Le président des États-Unis Donald Trump a déclaré vouloir faire de Gaza une nouvelle « Côte d’Azur » et vider le territoire de ses habitants, lors d’une visite du Premier ministre israélien Benjamin Netanyahou à la Maison Blanche. Retour sur ces déclarations qui ont choqué la scène internationale avec Alexandre Hermet, enseignant-chercheur en droit international public à Sciences-Po Toulouse.

Donald Trump répond aux demandes de l’extrême droite israélienne, qui a été elle-même surprise par ces déclarations. Est-ce un projet que D. Trump peut réellement réaliser ou est-ce un moyen de mettre une pression ?

Alexandre Hermet : Il est difficile de répondre, car c’est compliqué d’essayer de prévoir ou de savoir ce que veut réellement Donald Trump. Par exemple, lorsqu’il a dit vouloir augmenter les droits de douane, beaucoup de gens n’y croyaient pas vraiment. Il l’a fait il y a quelques jours. Et finalement, il reporte ces mesures pendant un mois parce qu’il a obtenu des concessions – mais qui sont minimes. Un autre exemple est la question du Groenland. On pensait que c’était pour obtenir plus de droits notamment militaires ou économiques sans chercher à avoir une souveraineté totale. Au final, il cherche sûrement la souveraineté. Par ailleurs, techniquement, c’est difficilement réalisable. Ce projet va rencontrer l’opposition de toute la communauté internationale. Car le déplacement forcé de population est un crime contre l’humanité. Rien que pour cette raison ce n’est pas envisageable. Il a dit aussi cette nuit que les États-Unis allaient occuper Gaza. D’un point de vue juridique, cela soulève d’importantes difficultés. Si les États-Unis ne reconnaissent pas la Palestine comme un État indépendant, la majorité des pays soutient la solution à deux États et considèrent qu’Israël n’a pas le droit sur ces territoires, conformément à ce que dit l’ONU également. Il n’y a que les Palestiniens qui pourraient décider ou non si les États-Unis peuvent s’installer sur ce territoire.

• Données affichées
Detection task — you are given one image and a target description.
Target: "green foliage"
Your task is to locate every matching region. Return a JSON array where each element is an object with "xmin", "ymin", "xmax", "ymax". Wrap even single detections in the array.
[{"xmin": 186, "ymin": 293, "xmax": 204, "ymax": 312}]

• Consigne
Reproduisez fidèlement le passage de l'entretien sur Gaza compris entre « Le président des » et « une pression ? », ces deux segments inclus.

• Réponse attendue
Le président des États-Unis Donald Trump a déclaré vouloir faire de Gaza une nouvelle « Côte d’Azur » et vider le territoire de ses habitants, lors d’une visite du Premier ministre israélien Benjamin Netanyahou à la Maison Blanche. Retour sur ces déclarations qui ont choqué la scène internationale avec Alexandre Hermet, enseignant-chercheur en droit international public à Sciences-Po Toulouse.

Donald Trump répond aux demandes de l’extrême droite israélienne, qui a été elle-même surprise par ces déclarations. Est-ce un projet que D. Trump peut réellement réaliser ou est-ce un moyen de mettre une pression ?